# start of Page excerpt

You are viewing a plain text version of this content. The canonical link for it is here.

Posted to dev@calcite.apache.org by Maryann Xue <ma...@gmail.com> on 2015/11/04 20:13:34 UTC

Modeling Phoenix ordered and unordered TableScan

Hi,

I just became aware of this requirement in Phoenix using Calcite last week
that for some Phoenix tables, we'd like to have two slightly different
table scan strategies, "ordered" vs. "unordered", the latter of which does
not guarantee primary key of the returned rows but can be significantly
faster.

At first I thought this would be easy, just by having two physical
TableScan operators and some rules to replace the default one with the
alternative one. But this didn't work, regardless which is which, basically
because the parent rel would not be aware of the existence of a new subset
of its child rel, which means we couldn't create a chain of new rels
comprising the new subsets from bottom-up just like the way we'd create a
chain of new rels with new subsets top-down using ConvertRules. To further
justify that RelOptRules couldn't work, a rule that matches Sort over
TableScan wouldn't be good for all cases, for we have operators like
PhoenixServerJoin that does not require a specific collation for its
children but instead surfaces the collation from one of them as its own
collation trait.

However, I found SubstitutionVisitor exactly worked for this case. I ended
up modeling the alternative table scan as a materialization, with a virtual
table name and as an identity projection of the original table, e.g. table
A has an unordered version A' (which physically does not exist) and A' is
registered as a materialization of A.

My conclusion was:
1. When using RelOptRules, you shouldn't expect the transformed new rel to
be in a different subset from the original rel. It can have its own subset
but this subset should be the subset of the original subset, otherwise its
parent wouldn't be aware of its existence. And even if it is a sub-subset,
you can't expect it to affect the planning on higher levels of the tree.

# end of Page excerpt

Given request 1
List every CamelCase identifier that appears in the mailing-list post, each one once.
The mailing-list post above and the listing that comes after it are separate, unrelated material.

# start of Material for this task

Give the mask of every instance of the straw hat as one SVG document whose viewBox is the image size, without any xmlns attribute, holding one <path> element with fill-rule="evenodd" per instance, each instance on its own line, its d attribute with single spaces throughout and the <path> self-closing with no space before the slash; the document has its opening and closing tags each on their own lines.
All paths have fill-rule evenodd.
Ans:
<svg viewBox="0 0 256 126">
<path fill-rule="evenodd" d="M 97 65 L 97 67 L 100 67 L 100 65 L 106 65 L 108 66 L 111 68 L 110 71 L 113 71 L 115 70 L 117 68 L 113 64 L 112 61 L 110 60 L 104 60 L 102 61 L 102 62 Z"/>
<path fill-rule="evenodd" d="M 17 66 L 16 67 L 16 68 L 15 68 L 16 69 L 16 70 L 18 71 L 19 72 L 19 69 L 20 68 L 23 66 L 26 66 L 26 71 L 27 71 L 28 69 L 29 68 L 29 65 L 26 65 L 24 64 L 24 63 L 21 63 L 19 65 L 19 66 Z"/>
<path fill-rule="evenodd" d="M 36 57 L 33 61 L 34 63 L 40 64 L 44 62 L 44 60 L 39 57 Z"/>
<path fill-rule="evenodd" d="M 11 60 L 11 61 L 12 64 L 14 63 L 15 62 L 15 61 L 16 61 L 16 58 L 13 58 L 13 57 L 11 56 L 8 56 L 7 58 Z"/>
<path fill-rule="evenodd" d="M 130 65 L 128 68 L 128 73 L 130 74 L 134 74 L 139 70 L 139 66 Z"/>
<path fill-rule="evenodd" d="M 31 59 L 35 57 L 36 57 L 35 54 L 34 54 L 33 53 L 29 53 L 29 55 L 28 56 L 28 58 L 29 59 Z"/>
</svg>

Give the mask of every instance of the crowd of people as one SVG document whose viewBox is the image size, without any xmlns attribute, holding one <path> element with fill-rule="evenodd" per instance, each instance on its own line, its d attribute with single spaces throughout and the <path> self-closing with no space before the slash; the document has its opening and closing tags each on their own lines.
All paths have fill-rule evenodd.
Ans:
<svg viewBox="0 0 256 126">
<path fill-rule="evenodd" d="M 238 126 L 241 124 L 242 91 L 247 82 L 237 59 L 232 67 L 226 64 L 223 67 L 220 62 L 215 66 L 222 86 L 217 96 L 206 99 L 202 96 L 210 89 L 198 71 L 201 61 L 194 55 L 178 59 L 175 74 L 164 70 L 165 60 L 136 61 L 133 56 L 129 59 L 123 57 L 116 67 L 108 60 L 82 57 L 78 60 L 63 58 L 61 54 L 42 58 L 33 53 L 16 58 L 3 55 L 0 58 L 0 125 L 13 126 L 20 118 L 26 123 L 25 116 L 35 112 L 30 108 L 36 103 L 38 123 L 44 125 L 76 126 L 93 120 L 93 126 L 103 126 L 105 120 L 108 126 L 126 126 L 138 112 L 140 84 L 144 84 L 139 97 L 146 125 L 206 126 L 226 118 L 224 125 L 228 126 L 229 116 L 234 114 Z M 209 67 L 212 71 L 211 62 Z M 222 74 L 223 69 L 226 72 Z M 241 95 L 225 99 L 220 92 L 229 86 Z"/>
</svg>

# end of Material for this task
# start of Material for this task

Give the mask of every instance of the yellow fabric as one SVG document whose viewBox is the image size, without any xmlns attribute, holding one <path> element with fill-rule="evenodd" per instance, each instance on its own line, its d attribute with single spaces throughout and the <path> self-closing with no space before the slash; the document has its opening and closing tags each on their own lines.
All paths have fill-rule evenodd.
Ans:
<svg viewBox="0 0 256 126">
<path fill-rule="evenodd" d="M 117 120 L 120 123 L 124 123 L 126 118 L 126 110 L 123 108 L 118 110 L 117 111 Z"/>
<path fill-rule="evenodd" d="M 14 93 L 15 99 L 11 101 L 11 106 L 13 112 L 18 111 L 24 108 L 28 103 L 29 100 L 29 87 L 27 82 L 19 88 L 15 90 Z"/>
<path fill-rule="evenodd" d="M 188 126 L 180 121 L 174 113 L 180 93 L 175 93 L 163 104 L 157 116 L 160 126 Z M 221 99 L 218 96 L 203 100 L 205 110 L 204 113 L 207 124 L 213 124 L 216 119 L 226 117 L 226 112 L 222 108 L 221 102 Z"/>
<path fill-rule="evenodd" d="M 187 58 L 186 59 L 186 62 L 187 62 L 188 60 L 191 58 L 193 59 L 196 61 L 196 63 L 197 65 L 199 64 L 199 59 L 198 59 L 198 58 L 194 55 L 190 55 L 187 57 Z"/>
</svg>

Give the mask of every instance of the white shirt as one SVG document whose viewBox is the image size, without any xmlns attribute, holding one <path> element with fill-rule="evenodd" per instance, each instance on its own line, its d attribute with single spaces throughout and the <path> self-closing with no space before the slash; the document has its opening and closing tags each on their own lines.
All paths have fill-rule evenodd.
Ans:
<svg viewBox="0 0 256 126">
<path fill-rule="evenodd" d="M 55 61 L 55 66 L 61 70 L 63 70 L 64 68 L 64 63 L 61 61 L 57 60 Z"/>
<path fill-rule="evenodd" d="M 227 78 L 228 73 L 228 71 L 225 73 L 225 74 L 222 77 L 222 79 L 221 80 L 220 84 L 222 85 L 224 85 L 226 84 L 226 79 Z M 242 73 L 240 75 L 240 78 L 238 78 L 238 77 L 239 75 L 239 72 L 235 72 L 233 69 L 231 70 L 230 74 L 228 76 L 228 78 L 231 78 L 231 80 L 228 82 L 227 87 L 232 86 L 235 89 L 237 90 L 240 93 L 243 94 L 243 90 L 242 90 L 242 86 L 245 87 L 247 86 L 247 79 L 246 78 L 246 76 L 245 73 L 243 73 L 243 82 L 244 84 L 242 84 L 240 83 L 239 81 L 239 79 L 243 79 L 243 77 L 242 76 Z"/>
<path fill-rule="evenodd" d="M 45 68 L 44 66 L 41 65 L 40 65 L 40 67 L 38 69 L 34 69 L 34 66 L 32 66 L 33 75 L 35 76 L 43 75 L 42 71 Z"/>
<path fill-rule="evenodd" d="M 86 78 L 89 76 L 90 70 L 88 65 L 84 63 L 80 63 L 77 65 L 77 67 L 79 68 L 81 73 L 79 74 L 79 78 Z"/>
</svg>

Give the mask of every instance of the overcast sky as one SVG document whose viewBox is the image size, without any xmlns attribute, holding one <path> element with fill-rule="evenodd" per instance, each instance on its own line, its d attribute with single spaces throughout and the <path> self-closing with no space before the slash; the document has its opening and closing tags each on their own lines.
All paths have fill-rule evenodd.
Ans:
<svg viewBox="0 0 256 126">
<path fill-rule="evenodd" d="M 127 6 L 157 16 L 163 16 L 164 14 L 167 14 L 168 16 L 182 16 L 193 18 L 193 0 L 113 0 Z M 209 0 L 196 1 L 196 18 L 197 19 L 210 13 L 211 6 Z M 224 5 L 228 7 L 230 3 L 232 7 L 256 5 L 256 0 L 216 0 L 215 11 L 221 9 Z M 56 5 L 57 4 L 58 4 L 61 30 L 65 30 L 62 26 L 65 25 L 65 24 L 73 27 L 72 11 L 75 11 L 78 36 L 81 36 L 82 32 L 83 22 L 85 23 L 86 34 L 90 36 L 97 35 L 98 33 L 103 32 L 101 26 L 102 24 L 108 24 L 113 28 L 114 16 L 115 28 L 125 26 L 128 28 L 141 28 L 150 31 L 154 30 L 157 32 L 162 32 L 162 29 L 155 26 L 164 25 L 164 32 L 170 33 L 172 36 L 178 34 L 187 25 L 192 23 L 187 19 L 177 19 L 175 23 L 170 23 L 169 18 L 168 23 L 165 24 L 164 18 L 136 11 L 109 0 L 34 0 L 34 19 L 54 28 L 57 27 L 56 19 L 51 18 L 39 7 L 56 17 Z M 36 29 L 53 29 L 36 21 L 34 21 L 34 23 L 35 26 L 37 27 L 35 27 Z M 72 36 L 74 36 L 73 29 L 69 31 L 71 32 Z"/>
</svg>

# end of Material for this task

Given request 2
In the first block of the listing, reproduce the lines running from the line with "Give the mask of every instance of the straw" to the line with "17 66 L 16 67", both included, and nothing else.

Answer 1
TableScan, ConvertRules, RelOptRules, PhoenixServerJoin, SubstitutionVisitor

Answer 2
Give the mask of every instance of the straw hat as one SVG document whose viewBox is the image size, without any xmlns attribute, holding one <path> element with fill-rule="evenodd" per instance, each instance on its own line, its d attribute with single spaces throughout and the <path> self-closing with no space before the slash; the document has its opening and closing tags each on their own lines.
All paths have fill-rule evenodd.
Ans:
<svg viewBox="0 0 256 126">
<path fill-rule="evenodd" d="M 97 65 L 97 67 L 100 67 L 100 65 L 106 65 L 108 66 L 111 68 L 110 71 L 113 71 L 115 70 L 117 68 L 113 64 L 112 61 L 110 60 L 104 60 L 102 61 L 102 62 Z"/>
<path fill-rule="evenodd" d="M 17 66 L 16 67 L 16 68 L 15 68 L 16 69 L 16 70 L 18 71 L 19 72 L 19 69 L 20 68 L 23 66 L 26 66 L 26 71 L 27 71 L 28 69 L 29 68 L 29 65 L 26 65 L 24 64 L 24 63 L 21 63 L 19 65 L 19 66 Z"/>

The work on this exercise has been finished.